# Potential Long travel within Canada



## silvercat (Oct 24, 2008)

I've recently switched jobs to one that may require me to travel more within Canada. My hope that most of the traveling will be around the Maritime provinces, in which case I can drive. There may however be the odd times when I need to fly/train somewhere further. When I travel, the engagements will be one to two months minimum, so I'd like to bring Sylvie with me rather than having different people watch her.

As said, I'm comfortable with and have done long drives with her so that's not so much an issue. 

I'm wondering about people's experiences traveling in Canada with their hedgie by rail or plane (or boat if going to Nflnd). What were you experiences? What precautions did you need to take? What service providers did you use?


----------



## Nancy (Aug 22, 2008)

I haven't traveled with a hedgehog, except by car but I know a few who have. A couple years ago, I had a baby go home by train and it worked well. He was in the same car with his owner, in the cubbies where luggage is kept. She could check on him while the train was in motion. Via does tend to change their regulations frequently. They alternate between pets being allowed, to them not being allowed so you will have to check that out each time before you take the train and not just assume since you did once that you still can.

Apparently, Air Canada is going to start allowing small dogs and cats in the cabin under the seat with their owner. I've not heard if hedgehogs will be allowed but it's certainly worth looking into. I had 3 re-homes come to me from BC on SkyWest. They were in baggage and their former owner on the plane. She was really pleased with the way they were taken care of. 

I suggest you phone the different airlines and Via and find out exactly what carriers and sizes are allowed and buy a good quality carrier or perhaps both a hard sided for train and cargo, and a soft sided for under seat. 

What will you use as a cage? There are many types of good collapsible cages that provide a adequate sized cage but will easily collapse to fit in your suitcase. There are alot of things to think of but ones you get a good system, she will be fine.


----------



## silvercat (Oct 24, 2008)

Nancy said:


> Apparently, Air Canada is going to start allowing small dogs and cats in the cabin under the seat with their owner. I've not heard if hedgehogs will be allowed but it's certainly worth looking into. I had 3 re-homes come to me from BC on SkyWest. They were in baggage and their former owner on the plane. She was really pleased with the way they were taken care of.


 I have heard this about AC too. When I called them (before this new allowance) hedgehogs went in the animal cargo which is "temperature controlled the same as in the cabin." I know I'm always cold when on a plane. How did your friend keep them warm on SkyWest?



Nancy said:


> I suggest you phone the different airlines and Via and find out exactly what carriers and sizes are allowed and buy a good quality carrier or perhaps both a hard sided for train and cargo, and a soft sided for under seat.


 I have the HAGEN PET CARGO CABRIO CARRIER for driving.http://www.amazon.com/HAGEN-PET-CARGO-CABRIO-CARRIER/dp/B000PIFLZQ I purchased it because of the open top ability & because it's airline approved. That said, yes I would still call before to check it's suitable.



Nancy said:


> What will you use as a cage? There are many types of good collapsible cages that provide a adequate sized cage but will easily collapse to fit in your suitcase. There are alot of things to think of but ones you get a good system, she will be fine.

**Parts of the exercise**
(a) In the hedgehog travel thread, condense the paragraph beginning "I haven't traveled with a hedgehog" into a short bulleted list that keeps its main facts.
(b) From the hedgehog travel thread, reproduce word for word the passage that opens with the words containing "I'm wondering about" and closes with "you still can.".

**Information shown**
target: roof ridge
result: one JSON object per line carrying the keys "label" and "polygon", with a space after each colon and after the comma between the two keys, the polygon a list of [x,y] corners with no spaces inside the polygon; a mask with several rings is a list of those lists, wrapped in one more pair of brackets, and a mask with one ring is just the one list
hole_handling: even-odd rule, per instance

**Answers to the exercise**
(a)
- The writer has traveled with a hedgehog only by car but knows several people who have used other transport.
- A few years ago, a baby hedgehog went home by train without trouble.
- It rode in the same car as its owner, in the luggage cubbies, so she could check on it while the train was moving.
- Via often changes its rules, switching between allowing and banning pets.
- Confirm the current policy before every train trip rather than relying on an earlier one.

(b)
I'm wondering about people's experiences traveling in Canada with their hedgie by rail or plane (or boat if going to Nflnd). What were you experiences? What precautions did you need to take? What service providers did you use?


----------



## Nancy (Aug 22, 2008)

I haven't traveled with a hedgehog, except by car but I know a few who have. A couple years ago, I had a baby go home by train and it worked well. He was in the same car with his owner, in the cubbies where luggage is kept. She could check on him while the train was in motion. Via does tend to change their regulations frequently. They alternate between pets being allowed, to them not being allowed so you will have to check that out each time before you take the train and not just assume since you did once that you still can.